* [TASK INPUT]:
_ _ _ _
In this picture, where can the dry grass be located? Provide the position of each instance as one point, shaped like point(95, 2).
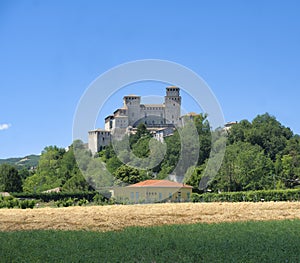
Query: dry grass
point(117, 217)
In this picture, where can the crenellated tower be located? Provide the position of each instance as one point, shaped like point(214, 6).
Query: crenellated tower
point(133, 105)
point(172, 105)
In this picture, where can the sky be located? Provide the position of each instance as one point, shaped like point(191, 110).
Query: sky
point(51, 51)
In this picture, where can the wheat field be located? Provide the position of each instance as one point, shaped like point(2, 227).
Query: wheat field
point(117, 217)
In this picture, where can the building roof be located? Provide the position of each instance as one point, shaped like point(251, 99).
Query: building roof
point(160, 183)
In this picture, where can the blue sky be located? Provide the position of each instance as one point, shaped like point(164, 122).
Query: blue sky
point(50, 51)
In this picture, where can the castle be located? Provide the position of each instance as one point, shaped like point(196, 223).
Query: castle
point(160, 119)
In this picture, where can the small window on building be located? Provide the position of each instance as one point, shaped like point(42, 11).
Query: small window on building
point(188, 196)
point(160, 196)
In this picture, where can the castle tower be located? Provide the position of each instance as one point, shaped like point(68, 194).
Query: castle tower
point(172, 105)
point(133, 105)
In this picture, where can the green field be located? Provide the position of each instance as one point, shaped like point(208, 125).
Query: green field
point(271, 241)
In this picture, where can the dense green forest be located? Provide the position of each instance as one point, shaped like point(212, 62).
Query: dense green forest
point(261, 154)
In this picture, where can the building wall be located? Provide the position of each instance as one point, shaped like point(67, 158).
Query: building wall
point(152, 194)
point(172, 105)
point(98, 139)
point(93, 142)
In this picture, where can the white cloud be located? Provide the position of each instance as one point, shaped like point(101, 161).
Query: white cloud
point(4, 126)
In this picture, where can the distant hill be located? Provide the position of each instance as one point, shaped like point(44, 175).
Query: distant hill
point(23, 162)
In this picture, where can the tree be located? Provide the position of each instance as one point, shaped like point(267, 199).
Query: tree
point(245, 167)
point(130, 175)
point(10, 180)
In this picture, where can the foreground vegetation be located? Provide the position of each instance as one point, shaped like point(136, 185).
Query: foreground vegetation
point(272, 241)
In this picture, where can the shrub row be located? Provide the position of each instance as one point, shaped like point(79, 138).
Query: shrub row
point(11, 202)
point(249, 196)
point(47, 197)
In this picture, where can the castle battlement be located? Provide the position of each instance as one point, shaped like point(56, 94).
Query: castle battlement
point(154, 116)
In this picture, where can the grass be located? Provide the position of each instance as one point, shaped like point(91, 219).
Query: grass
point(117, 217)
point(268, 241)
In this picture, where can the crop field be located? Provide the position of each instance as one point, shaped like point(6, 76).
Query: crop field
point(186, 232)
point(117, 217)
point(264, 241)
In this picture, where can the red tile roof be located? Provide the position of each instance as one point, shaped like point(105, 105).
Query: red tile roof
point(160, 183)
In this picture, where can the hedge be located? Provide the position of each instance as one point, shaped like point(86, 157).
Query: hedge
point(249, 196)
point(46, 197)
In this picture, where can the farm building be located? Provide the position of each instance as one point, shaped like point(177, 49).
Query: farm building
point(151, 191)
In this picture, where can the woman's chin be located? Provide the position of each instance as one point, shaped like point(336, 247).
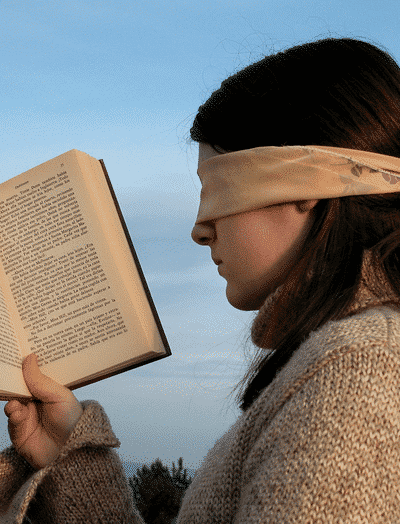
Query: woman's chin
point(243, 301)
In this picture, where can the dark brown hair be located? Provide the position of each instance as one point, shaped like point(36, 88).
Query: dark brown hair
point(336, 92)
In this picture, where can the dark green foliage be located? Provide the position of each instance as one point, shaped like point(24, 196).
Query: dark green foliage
_ _ _ _
* [TASK ITEM]: Output the material above verbatim but exclude each picture.

* [WRITTEN ANSWER]:
In this picture, where can the dry grass be located? Provide the position of each instance as one point, shaped like point(95, 2).
Query: dry grass
point(117, 217)
In this picture, where can the crenellated tower be located? Provide the position of each instance as one point, shaped like point(214, 6).
Query: crenellated tower
point(133, 105)
point(172, 105)
In this picture, where can the sky be located? Provide the position of each instance as one point, shaped like point(191, 110).
Query: sky
point(51, 51)
In this picture, where can the wheat field be located? Provide the position of each instance as one point, shaped like point(2, 227).
Query: wheat field
point(117, 217)
In this picture, where can the building roof be located? Provide the position of each instance as one point, shaped like point(251, 99).
Query: building roof
point(160, 183)
In this picture, where can the blue sky be located? Provide the position of each instance as one point, shaped like point(164, 122).
Query: blue sky
point(50, 51)
In this picture, where can the castle be located? Provide the position of each instance as one point, shaped like point(196, 223).
Query: castle
point(160, 119)
In this picture, where can the small window on building be located? Provide the position of each instance as one point, shaped like point(42, 11).
Query: small window on building
point(188, 196)
point(160, 196)
In this picture, where can the castle tower be located? Provide the position of each instance as one point, shaped like point(68, 194).
Query: castle tower
point(172, 105)
point(133, 105)
In this picture, where can the green field be located? Provide the position of each instance as one point, shaped like point(208, 125).
Query: green field
point(271, 241)
In this picture, where can the dense green forest be located? Provide the position of each instance as one point, shaped like point(212, 62).
Query: dense green forest
point(261, 154)
In this picture, where can the building wall be located? Provide the position of each instance as one point, shaped like point(67, 158).
Query: building wall
point(152, 194)
point(172, 105)
point(98, 139)
point(93, 142)
In this picture, where can the white cloud be located? Provide the position of each instance as one point, shaped like point(101, 161).
Query: white cloud
point(4, 126)
In this picture, where can the distant hill be located? Provide the position of each instance as one point, shaped like point(44, 175).
Query: distant hill
point(23, 162)
In this picture, where can the tree be located? Provide the position of each instance as one point, shaped like point(267, 199).
Query: tree
point(245, 167)
point(130, 175)
point(10, 180)
In this picture, where can the foreground vegetation be located? Provide the position of each instance as one point, shaped like point(136, 185).
Query: foreground vegetation
point(272, 241)
In this picture, where can the shrub row be located? Provide the position of each instance as one point, shaped like point(79, 138).
Query: shrub row
point(11, 202)
point(249, 196)
point(47, 197)
In this picture, where can the castle battlement be located? Provide the position of each instance as one point, shaped like point(56, 94).
Query: castle battlement
point(154, 116)
In this picture, where can the grass be located? Provide the position of each instance as one point, shaped like point(91, 219).
Query: grass
point(117, 217)
point(268, 241)
In this picture, where can the crop field be located? Provide the position of each instance as one point, shaped like point(6, 76).
Query: crop field
point(186, 232)
point(117, 217)
point(264, 241)
In this picture, where can the red tile roof be located? Provide the position of each instance as one point, shaped like point(105, 105).
Query: red tile roof
point(160, 183)
In this picture, where can the hedge be located? Provide the position of each instance as one point, shaped like point(86, 157).
Query: hedge
point(249, 196)
point(46, 197)
In this picture, where can the farm building be located? Provide the position of each instance as one point, shaped like point(177, 49).
Query: farm building
point(151, 191)
In this picture, where can the woman's chin be located? Provide the position of each instance as one point, shaped like point(336, 247).
Query: woman's chin
point(243, 301)
In this picture, where can the dark brown hair be located? Provide the position of each instance as one point, shaped like point(36, 88).
Query: dark brown hair
point(336, 92)
In this picture, where can the dark green foliage be located? Provide the position of each instance as one point, shaped like point(24, 196).
Query: dark green foliage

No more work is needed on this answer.